To be done:
Reproduce the following lines exactly as they appear, leaving out the pictures.

Records to process:
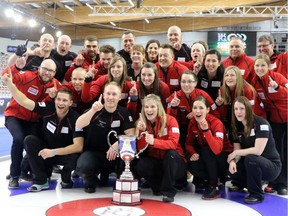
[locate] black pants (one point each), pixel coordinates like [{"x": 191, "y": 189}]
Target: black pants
[
  {"x": 162, "y": 175},
  {"x": 41, "y": 168},
  {"x": 209, "y": 167},
  {"x": 91, "y": 163},
  {"x": 256, "y": 168},
  {"x": 19, "y": 129},
  {"x": 280, "y": 135}
]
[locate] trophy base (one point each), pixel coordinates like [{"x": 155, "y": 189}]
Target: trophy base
[
  {"x": 126, "y": 198},
  {"x": 126, "y": 193}
]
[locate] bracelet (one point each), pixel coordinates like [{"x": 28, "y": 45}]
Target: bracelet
[{"x": 53, "y": 152}]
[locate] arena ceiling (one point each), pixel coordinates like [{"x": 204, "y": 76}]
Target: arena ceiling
[{"x": 95, "y": 16}]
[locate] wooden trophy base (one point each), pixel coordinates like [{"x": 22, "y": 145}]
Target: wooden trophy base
[{"x": 126, "y": 193}]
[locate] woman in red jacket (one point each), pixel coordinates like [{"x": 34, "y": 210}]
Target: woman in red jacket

Written reply:
[locate] black pants (one point each), pixel coordinates like [{"x": 191, "y": 189}]
Target: black pants
[
  {"x": 162, "y": 175},
  {"x": 41, "y": 168},
  {"x": 209, "y": 167},
  {"x": 91, "y": 163},
  {"x": 256, "y": 168},
  {"x": 19, "y": 129},
  {"x": 280, "y": 135}
]
[locate] trophy base (one point each), pixel coordinates like [{"x": 155, "y": 189}]
Target: trophy base
[
  {"x": 126, "y": 198},
  {"x": 126, "y": 193}
]
[locate] bracelet (one point each), pixel coordinates like [{"x": 28, "y": 45}]
Target: bracelet
[{"x": 53, "y": 152}]
[locate] arena ceiling (one point each), pixel coordinates like [{"x": 204, "y": 76}]
Target: arena ceiling
[{"x": 95, "y": 16}]
[locate] wooden trophy base (one point each), pixel coordinates like [{"x": 22, "y": 145}]
Target: wooden trophy base
[{"x": 126, "y": 193}]
[locate] woman in red jacket (one point each), pixel coordinates like [{"x": 34, "y": 210}]
Target: woman in red jacket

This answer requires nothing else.